### Trecho fornecido
Sem a mãe, ela decidiu sair dali e procurar um emprego onde pudesse ganhar dinheiro e, quem sabe, voltar a estudar. Como era menor de idade, ela pediu a uma família para quem trabalhava como doméstica assinar um termo de responsabilidade.

Os patrões concordaram, mas deixaram bem claro que ela não era filha deles, que não tinha direito a nada naquela casa e ainda por cima parou de receber o salário, mesmo tendo recebido muito mais trabalho.

Clarice cozinhava, lavava, passava, cuidava dos três filhos do casal e não recebia nem um centavo por isso, como se o termo de compromisso que eles assinaram fosse o suficiente. Os anos se passaram e ela começou a sentir vergonha de frequentar a escola, principalmente porque já tinha 19 anos e ainda estava frequentando o ensino fundamental.

Ela parou de trabalhar com aquela família e arrumou emprego em outro lugar, mudou-se de cidade e conheceu uma funcionária na Universidade Federal, que a incentivava diariamente a estudar e fazer o vestibular. Aos 25 anos, depois de se dedicar aos estudos com um pouco mais de tempo, Clarice foi aprovada nas universidades Estadual e Federal, em dois cursos, Biblioteconomia e Letras.

Ainda trabalhando como doméstica, seu início na faculdade foi difícil. Trabalhava até as 17h para só então correr e chegar às 18h30 à aula. Ficava ali até 22h30, voltava para casa e no dia seguinte precisava servir o café da manhã às 6h para a família dos patrões.
######
### Listagem extraída
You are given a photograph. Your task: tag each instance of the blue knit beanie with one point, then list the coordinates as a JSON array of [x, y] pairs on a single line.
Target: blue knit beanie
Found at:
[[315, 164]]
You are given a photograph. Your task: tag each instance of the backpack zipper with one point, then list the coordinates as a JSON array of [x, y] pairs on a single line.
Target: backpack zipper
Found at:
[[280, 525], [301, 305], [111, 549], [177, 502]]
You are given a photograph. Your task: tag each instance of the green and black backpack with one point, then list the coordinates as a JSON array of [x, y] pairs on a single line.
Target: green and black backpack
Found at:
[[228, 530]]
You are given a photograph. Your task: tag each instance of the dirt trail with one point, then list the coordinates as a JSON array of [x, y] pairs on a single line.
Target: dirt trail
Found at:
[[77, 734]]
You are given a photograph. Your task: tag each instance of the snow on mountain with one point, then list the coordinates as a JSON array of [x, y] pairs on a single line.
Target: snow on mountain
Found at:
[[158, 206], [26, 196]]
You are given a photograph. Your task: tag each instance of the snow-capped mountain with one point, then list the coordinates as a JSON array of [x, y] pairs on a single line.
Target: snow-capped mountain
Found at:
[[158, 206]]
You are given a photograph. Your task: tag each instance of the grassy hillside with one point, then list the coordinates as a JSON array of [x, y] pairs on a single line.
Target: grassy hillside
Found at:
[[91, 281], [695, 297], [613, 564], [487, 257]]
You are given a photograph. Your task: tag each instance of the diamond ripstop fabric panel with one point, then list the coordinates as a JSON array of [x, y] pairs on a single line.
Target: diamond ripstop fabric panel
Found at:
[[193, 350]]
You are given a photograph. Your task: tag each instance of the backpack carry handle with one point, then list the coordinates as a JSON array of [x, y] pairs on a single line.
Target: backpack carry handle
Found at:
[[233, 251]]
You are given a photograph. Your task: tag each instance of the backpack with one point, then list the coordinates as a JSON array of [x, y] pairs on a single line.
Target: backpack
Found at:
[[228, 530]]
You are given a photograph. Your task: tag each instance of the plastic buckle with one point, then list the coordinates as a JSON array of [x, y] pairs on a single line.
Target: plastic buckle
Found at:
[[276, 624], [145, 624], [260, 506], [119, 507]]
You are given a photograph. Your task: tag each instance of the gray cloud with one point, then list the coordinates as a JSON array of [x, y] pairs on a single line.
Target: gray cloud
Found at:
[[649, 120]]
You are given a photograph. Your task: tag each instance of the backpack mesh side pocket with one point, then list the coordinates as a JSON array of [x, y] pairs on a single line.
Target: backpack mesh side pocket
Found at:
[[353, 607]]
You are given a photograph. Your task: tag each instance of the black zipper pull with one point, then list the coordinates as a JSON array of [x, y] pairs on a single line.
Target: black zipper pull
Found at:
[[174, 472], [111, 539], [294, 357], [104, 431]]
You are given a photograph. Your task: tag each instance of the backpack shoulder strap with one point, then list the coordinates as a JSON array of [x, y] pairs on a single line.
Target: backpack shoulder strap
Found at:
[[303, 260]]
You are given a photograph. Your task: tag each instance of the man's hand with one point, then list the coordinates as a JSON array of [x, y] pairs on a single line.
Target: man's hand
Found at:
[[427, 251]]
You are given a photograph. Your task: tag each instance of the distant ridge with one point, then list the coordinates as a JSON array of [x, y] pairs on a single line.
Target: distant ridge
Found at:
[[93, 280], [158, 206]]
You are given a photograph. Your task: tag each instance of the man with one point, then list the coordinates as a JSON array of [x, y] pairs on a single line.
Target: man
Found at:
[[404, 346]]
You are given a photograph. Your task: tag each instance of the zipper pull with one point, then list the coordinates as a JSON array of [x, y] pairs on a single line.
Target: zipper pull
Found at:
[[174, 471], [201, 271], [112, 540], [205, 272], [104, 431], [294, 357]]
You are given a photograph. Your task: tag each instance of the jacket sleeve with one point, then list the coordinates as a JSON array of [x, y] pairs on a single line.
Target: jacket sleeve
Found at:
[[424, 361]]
######
## O que fazer
Dê prosseguimento ao trecho fornecido sobre a trajetória de Clarice, começando logo após a última frase apresentada. A listagem vem de outra fonte.

## Resultado da tarefa
No fim do curso, Clarice conheceu uma outra família que pagava muito bem para que ela trabalhasse como babá de sexta à tarde até segunda de manhã, e foi isso que fez com que conseguisse estudar.

Sete anos depois de começar o curso, conseguiu se formar e começou um mestrado em literatura. Virou assistente pessoal do patrão, um cargo de confiança, que exigia que pagasse contas, fizesse compras, tendo acesso às senhas de banco e cartões. Mesmo sendo ótimos e tendo ficado ali por cerca de 10 anos, não era nisso que gostaria de trabalhar.

Com muito esforço, Clarice conseguiu uma bolsa para o doutorado e, pela primeira vez, aos 39 anos, sentiu-se livre. Recebia dinheiro para fazer o que sentia prazer, sem precisar pedir nada para ninguém, sem ter patrão. Depois de um tempo, candidatou-se para fazer doutorado sanduíche na Inglaterra, e conseguiu a vaga, indo morar em Exeter, uma cidade medieval, em 2015.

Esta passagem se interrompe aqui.